Ömer Bin el­Hattab Radıyallahu anh dedi ki;

“İlim şu üç şey için öğrenilmez ve şu üç şey için de ilim terk edilmez; ilim, tartışmak, onunla övünmek ve onunla riya yapmak için öğrenilmez. İlmi talep etmekten utanmak, ilmi gereksiz saymak ve cehalete razı olmak sebebiyle de ilim öğrenmek terk edilmez!”


Abdullah Bin es­Saib Radıyallahu anh dedi ki;

“Ben cahiliye de iken Peygamber sallallahu aleyhi ve sellem’in ortağı idim. Medine’ye geldiğimizde bana; “Beni tanıdın mı?” buyurdu. Bende; “Evet, sen ortağımdın. Ne güzel bir ortaktın. Ne bir muhalefet ederdin, ne de tartışırdın."


.Ömer Bin el­Hattab Radıyallahu anh’den;

Rasulullah sallallahu aleyhi ve sellem’in şöyle buyurduğunu işittim;

“Ümmetimi için en çok korktuğum şey; dili âlim olan (ağzı iyi laf yapan) münafıklardır."


Fatıma Radıyallahu anha’dan Rasulullah sallallahu aleyhi ve sellem buyurdu ki;

“Ümmetimin şerlileri bol nimetlerle gıdalanıp, çeşit çeşit yemekler yiyen, renkli elbiseler giyen ve ağzını eğip bükerek (edebiyat parçalamak için) konuşanlardır."


Ebu Hureyre Radıyallahu anh’den; Rasulullah sallallahu aleyhi ve sellem buyurdu ki;

“Her Müslüman’ın kanı, malı ve şahsiyeti diğer Müslümana haramdır.”


Ebu Hureyre Radıyallahu anh’den; Rasulullah sallallahu aleyhi ve sellem buyurdu ki;

“Birbirinize haset etmeyin, nefretleşmeyin, bir birbirinize sırt çevirmeyin ve bazınız diğerini gıybet etmesin! Allah’ın kardeş kulları olun!"


Enes İbni Malik Radıyallahu anh’den; Rasulullah sallallahu aleyhi ve sellem buyurdu ki;

“İsra gecesi, tırnakları ile yüzlerini tırmalayan bir kavme uğradım. Dedim ki;

“Ey Cibril! Bunlar kimlerdir?” Dedi ki; “Bunlar insanların gıybetini edenler ve onların gizli

hallerini araştıranlardır."

#### [Yönergeler]
A: Metin parçasına göre Abdullah Bin es-Saib, cahiliye döneminde ortağı olan Peygamber'i neden güzel bir ortak olarak nitelendirir? Bir ila üç cümleyle açıklayın.
B: Kayıtlardaki bütün satırları aynen aktarın, resimleri yanıta katmayın.
Metin parçası ile kayıtlar ayrı kaynaklardan alınmıştır.

[İşaretleme veri kümesinden satırlar]
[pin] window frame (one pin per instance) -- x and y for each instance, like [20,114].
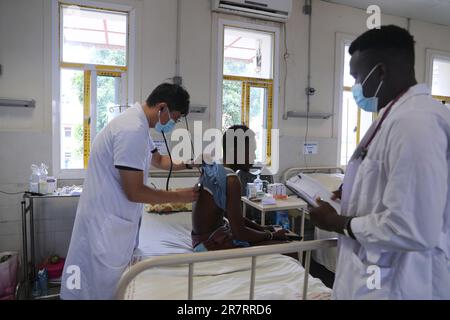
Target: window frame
[90,71]
[271,84]
[431,55]
[342,39]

#### [Alıştırma Yanıtları]
A: Abdullah Bin es-Saib, Peygamber'in ortaklıkları boyunca kendisine hiç muhalefet etmediğini ve onunla tartışmadığını söyler. Onu bu nedenle güzel bir ortak olarak anar.

B:
[pin] window frame (one pin per instance) -- x and y for each instance, like [20,114].
Target: window frame
[90,71]
[271,84]
[431,55]
[342,39]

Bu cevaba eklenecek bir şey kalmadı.